(WHAT IS ASKED):
Gather every line of the listing below that contains the word "hoodie" and copy each one in full.
ENTRIES SHOWN start
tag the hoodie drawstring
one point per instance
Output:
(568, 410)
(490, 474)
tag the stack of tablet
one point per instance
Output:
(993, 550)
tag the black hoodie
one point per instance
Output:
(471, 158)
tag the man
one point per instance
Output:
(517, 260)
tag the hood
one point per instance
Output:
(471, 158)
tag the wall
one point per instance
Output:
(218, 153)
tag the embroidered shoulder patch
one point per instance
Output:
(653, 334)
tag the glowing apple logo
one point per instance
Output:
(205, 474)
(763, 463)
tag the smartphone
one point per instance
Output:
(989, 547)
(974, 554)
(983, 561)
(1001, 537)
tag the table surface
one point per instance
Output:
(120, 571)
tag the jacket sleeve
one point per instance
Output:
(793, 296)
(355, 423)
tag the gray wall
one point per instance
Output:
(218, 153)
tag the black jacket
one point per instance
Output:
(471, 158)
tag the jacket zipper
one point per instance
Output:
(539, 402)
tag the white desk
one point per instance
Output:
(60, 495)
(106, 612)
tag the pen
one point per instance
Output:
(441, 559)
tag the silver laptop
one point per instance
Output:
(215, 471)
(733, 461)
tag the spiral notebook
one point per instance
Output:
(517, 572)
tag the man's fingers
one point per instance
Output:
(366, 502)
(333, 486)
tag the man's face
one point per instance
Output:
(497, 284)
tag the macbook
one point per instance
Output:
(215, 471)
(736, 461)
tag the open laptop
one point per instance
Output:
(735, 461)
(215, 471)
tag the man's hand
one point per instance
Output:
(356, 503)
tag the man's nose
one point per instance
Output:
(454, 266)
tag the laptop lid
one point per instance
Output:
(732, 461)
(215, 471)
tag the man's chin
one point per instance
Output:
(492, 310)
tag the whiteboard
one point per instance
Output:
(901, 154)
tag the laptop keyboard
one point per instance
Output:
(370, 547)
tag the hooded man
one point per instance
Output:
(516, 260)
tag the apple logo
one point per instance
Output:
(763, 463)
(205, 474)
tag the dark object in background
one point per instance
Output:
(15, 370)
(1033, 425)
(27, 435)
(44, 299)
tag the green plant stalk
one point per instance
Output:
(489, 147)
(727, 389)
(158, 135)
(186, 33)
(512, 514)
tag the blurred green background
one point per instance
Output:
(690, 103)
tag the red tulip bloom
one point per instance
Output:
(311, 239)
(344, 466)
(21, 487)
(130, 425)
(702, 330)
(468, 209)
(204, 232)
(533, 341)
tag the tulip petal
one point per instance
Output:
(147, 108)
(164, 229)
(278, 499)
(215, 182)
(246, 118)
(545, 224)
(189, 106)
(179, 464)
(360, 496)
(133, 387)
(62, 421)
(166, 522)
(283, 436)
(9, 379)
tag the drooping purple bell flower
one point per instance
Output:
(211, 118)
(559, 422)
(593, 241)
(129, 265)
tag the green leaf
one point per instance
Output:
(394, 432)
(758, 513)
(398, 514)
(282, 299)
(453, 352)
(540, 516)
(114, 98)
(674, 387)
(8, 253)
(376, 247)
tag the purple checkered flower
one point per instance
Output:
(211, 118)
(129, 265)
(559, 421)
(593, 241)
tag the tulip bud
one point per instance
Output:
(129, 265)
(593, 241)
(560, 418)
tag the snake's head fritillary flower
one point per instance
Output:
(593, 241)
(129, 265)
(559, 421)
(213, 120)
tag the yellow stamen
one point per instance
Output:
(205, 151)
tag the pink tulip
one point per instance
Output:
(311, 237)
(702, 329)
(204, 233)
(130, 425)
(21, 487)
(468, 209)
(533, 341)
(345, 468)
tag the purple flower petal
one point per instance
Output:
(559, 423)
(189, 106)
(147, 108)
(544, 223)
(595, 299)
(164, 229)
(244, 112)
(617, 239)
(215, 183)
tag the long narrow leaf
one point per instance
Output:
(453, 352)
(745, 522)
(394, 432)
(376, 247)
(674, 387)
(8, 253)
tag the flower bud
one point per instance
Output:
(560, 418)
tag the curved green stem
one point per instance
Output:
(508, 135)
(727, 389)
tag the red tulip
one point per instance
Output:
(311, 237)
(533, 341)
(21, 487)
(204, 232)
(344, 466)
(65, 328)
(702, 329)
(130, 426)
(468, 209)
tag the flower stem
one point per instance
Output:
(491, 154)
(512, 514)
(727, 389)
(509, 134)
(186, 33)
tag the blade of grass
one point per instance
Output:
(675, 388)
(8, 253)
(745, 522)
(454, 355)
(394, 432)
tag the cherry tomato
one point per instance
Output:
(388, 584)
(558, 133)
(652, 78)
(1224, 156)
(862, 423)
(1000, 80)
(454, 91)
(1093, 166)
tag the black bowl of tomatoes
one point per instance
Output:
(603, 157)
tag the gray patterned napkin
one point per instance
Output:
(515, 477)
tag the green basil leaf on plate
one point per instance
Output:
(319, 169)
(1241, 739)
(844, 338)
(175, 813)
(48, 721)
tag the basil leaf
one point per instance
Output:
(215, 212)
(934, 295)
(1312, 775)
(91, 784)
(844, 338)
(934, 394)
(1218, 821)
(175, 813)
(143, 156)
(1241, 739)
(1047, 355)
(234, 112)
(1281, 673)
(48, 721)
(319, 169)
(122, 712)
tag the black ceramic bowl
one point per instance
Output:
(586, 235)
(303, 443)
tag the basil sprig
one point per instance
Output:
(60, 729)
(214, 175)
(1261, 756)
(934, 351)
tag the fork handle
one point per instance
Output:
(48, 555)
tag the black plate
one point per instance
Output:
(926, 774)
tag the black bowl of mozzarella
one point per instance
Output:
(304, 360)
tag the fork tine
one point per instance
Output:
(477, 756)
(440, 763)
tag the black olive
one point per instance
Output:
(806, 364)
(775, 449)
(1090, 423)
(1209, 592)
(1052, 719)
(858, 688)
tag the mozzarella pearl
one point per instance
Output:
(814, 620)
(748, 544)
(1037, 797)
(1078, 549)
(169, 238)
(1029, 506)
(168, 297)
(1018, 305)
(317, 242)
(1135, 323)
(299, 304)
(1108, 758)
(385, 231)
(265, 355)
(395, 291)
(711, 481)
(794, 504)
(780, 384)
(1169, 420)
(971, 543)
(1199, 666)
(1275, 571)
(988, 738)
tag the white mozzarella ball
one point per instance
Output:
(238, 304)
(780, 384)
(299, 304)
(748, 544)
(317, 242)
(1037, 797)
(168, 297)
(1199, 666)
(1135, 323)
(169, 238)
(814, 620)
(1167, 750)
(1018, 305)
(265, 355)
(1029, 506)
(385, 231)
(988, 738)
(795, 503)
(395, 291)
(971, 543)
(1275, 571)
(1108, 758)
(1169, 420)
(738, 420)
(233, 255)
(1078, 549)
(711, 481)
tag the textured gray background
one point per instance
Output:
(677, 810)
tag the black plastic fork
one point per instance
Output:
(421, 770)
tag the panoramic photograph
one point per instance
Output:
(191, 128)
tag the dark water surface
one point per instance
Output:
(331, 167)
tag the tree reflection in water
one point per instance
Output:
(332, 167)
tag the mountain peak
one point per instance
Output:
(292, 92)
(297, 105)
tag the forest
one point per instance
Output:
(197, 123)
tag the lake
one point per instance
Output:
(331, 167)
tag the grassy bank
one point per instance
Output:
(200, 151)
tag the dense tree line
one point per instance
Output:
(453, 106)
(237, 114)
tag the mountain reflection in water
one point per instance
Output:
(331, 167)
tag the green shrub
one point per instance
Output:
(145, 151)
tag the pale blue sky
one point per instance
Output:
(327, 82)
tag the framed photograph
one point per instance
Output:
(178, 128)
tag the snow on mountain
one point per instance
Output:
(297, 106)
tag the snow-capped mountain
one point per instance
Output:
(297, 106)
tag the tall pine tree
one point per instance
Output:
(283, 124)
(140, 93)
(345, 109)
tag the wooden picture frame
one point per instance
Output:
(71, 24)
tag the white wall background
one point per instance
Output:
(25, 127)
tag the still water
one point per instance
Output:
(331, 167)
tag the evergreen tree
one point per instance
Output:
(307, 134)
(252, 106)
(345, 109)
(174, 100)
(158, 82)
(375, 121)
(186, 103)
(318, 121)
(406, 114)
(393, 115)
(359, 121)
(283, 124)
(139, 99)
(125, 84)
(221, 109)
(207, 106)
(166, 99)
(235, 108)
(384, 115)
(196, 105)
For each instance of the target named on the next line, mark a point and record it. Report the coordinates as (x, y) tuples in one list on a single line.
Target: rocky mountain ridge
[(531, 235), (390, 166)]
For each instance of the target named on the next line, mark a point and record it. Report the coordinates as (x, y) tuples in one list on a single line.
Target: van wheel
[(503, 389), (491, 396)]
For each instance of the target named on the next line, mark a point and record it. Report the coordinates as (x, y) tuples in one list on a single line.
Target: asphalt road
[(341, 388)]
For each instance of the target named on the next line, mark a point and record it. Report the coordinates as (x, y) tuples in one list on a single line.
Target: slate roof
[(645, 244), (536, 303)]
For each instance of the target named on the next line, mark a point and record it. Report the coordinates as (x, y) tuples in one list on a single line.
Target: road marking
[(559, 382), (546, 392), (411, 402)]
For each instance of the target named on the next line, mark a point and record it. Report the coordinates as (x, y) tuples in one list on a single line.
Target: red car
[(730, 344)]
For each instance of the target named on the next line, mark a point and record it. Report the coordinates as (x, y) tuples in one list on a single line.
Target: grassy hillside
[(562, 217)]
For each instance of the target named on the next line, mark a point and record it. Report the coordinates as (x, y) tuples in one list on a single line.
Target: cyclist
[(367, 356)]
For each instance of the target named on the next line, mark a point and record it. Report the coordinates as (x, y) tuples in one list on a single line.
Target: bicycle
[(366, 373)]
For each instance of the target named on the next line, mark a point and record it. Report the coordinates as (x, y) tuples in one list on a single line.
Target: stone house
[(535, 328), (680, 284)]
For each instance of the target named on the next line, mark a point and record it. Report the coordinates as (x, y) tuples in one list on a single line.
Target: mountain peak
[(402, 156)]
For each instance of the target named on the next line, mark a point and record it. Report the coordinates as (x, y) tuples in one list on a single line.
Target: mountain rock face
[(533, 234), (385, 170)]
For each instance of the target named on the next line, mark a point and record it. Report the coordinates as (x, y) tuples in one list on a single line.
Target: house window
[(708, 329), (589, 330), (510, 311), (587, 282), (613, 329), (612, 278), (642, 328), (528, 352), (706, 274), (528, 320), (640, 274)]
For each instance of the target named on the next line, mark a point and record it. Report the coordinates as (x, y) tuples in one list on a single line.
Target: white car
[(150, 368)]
ENTRIES SHOWN end
(SOLUTION):
tag the hoodie drawstring
tag the black hoodie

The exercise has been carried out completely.